Top of Extracted entries

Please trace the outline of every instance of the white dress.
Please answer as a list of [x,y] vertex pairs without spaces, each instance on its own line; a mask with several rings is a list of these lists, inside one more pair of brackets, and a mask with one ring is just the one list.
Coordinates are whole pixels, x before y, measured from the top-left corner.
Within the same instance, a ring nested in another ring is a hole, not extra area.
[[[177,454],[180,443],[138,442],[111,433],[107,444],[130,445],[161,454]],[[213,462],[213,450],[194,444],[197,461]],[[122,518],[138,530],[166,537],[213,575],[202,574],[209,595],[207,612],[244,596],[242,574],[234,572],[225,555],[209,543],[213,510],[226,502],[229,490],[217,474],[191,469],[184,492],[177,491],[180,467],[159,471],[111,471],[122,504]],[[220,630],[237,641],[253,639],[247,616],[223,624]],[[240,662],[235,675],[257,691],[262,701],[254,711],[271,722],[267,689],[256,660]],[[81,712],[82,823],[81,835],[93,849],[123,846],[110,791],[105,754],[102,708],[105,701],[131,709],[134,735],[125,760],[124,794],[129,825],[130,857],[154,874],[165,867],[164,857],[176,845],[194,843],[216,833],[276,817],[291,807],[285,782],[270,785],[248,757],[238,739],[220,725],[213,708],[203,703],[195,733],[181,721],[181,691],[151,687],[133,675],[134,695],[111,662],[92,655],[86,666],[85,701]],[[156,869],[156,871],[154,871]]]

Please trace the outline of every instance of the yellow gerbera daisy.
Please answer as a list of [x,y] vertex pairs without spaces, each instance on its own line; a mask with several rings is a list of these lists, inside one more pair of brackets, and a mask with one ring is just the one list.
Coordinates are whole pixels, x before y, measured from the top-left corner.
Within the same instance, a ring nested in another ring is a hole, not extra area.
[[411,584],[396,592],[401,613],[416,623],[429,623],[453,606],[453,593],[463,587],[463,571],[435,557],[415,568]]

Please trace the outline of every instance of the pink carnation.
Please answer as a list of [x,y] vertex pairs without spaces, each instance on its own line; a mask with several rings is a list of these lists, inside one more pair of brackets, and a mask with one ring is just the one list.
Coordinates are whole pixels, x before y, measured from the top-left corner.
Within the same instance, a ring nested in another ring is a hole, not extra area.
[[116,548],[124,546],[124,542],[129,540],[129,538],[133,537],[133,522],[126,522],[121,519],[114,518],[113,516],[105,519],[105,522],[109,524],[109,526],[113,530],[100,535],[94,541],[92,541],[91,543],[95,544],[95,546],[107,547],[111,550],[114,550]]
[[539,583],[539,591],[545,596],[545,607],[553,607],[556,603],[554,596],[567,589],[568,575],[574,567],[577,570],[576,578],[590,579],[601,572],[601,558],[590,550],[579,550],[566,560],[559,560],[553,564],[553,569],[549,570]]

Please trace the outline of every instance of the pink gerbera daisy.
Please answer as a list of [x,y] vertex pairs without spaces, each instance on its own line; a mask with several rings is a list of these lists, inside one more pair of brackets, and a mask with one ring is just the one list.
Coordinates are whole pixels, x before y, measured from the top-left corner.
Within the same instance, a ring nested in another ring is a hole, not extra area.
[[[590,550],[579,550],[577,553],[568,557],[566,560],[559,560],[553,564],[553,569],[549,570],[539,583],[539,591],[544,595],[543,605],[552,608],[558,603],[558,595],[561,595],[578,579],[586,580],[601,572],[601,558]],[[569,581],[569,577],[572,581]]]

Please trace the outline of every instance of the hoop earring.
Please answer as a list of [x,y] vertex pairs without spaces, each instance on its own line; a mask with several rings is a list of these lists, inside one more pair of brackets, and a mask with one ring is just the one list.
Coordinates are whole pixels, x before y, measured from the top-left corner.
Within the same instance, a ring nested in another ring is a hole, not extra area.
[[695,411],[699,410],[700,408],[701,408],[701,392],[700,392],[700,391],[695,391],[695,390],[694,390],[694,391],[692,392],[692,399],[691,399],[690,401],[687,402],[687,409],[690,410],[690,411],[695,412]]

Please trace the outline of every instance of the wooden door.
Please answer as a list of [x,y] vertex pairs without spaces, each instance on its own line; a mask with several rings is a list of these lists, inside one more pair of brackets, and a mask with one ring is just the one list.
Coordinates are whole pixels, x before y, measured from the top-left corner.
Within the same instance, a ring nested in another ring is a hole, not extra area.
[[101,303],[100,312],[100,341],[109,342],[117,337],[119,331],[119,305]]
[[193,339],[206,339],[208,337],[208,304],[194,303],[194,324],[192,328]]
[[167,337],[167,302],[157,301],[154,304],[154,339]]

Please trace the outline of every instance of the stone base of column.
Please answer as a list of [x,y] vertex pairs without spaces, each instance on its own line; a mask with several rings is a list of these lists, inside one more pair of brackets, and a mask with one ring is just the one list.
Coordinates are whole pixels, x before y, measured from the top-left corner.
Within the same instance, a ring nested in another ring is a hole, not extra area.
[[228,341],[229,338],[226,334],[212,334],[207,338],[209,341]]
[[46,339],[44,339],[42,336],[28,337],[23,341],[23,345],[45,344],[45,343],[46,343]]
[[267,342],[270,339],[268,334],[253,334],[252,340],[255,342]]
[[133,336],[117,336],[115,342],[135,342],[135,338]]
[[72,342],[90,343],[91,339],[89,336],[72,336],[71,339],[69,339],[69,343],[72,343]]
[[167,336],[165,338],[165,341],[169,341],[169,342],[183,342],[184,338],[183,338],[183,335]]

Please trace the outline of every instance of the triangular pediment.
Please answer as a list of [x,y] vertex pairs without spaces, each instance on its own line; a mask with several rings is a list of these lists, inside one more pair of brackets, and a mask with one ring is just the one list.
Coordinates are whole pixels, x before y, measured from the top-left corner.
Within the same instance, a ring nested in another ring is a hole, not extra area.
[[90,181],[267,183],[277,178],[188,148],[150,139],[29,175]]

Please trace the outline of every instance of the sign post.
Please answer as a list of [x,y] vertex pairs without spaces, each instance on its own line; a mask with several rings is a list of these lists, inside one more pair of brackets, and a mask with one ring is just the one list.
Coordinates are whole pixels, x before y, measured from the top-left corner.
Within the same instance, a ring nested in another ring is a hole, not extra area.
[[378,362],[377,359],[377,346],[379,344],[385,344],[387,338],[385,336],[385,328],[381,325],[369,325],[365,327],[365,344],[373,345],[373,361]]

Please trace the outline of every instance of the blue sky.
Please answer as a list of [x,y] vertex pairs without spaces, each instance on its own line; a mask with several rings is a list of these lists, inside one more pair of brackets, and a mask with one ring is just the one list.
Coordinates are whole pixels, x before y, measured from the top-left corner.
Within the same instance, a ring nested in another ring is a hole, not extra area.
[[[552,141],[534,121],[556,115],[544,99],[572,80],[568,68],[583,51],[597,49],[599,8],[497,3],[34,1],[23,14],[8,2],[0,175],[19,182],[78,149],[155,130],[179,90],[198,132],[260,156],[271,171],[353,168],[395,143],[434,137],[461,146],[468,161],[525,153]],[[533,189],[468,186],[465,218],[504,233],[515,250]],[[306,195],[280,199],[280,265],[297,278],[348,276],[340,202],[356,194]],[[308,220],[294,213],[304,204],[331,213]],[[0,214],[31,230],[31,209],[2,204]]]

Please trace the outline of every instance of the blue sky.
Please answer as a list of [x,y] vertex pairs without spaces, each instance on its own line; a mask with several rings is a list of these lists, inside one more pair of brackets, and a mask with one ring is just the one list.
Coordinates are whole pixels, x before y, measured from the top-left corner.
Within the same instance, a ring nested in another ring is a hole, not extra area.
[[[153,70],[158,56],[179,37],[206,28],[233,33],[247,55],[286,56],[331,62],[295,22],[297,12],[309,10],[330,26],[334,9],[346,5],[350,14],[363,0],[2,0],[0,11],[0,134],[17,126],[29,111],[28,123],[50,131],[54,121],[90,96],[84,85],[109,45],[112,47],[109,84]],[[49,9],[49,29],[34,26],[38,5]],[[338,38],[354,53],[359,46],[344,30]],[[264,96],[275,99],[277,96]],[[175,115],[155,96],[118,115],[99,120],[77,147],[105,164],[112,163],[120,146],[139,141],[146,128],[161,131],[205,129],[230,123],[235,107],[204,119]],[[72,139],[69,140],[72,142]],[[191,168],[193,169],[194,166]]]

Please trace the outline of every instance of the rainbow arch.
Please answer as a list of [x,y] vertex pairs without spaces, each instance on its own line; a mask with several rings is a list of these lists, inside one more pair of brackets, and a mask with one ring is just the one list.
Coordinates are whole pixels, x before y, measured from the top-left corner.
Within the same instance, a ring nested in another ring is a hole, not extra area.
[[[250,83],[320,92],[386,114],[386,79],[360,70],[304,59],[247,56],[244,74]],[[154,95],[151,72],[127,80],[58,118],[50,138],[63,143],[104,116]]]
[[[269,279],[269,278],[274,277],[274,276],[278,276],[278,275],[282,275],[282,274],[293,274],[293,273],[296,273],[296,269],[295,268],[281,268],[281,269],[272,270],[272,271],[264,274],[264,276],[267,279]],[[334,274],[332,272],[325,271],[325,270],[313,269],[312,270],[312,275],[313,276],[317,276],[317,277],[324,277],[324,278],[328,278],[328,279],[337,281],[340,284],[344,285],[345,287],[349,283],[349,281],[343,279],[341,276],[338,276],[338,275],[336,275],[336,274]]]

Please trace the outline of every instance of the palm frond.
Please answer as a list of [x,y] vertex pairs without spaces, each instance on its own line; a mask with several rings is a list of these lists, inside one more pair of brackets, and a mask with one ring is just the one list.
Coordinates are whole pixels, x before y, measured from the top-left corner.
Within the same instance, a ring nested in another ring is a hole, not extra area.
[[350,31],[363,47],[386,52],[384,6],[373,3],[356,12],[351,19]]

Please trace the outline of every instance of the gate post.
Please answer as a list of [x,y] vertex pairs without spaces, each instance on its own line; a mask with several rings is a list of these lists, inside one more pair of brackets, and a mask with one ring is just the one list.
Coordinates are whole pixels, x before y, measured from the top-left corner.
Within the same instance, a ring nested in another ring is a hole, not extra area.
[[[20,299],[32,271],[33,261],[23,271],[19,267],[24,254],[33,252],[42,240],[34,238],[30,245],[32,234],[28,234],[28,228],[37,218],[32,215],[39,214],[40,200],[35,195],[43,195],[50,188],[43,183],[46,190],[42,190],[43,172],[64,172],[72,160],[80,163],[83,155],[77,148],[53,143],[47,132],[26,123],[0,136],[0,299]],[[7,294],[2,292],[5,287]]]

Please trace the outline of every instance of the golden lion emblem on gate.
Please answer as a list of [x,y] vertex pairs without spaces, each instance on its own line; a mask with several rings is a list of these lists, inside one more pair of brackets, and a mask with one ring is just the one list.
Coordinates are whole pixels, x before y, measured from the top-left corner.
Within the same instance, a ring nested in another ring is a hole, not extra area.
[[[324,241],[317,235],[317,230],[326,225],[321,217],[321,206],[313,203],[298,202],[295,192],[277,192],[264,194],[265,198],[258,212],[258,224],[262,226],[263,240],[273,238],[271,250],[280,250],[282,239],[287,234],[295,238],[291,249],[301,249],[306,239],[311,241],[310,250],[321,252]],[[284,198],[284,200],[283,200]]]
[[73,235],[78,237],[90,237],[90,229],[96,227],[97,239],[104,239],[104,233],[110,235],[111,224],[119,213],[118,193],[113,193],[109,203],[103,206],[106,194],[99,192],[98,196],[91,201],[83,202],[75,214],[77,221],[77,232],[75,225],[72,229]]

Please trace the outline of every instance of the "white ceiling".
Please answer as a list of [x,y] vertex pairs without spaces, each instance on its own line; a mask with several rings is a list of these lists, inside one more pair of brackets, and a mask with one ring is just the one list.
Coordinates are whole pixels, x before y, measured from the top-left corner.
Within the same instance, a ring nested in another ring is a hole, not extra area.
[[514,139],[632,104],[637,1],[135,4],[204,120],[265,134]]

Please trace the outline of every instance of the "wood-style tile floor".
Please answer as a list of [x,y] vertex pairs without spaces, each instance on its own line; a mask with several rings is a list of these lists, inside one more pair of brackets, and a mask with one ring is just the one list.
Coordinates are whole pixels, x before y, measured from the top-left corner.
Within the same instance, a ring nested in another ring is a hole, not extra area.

Bottom of Extracted entries

Scan the data for lines containing "gate" and copy all of them.

### Completed exercise
Please trace the outline of every instance of the gate post.
Please trace the outline of every instance of the golden lion emblem on gate.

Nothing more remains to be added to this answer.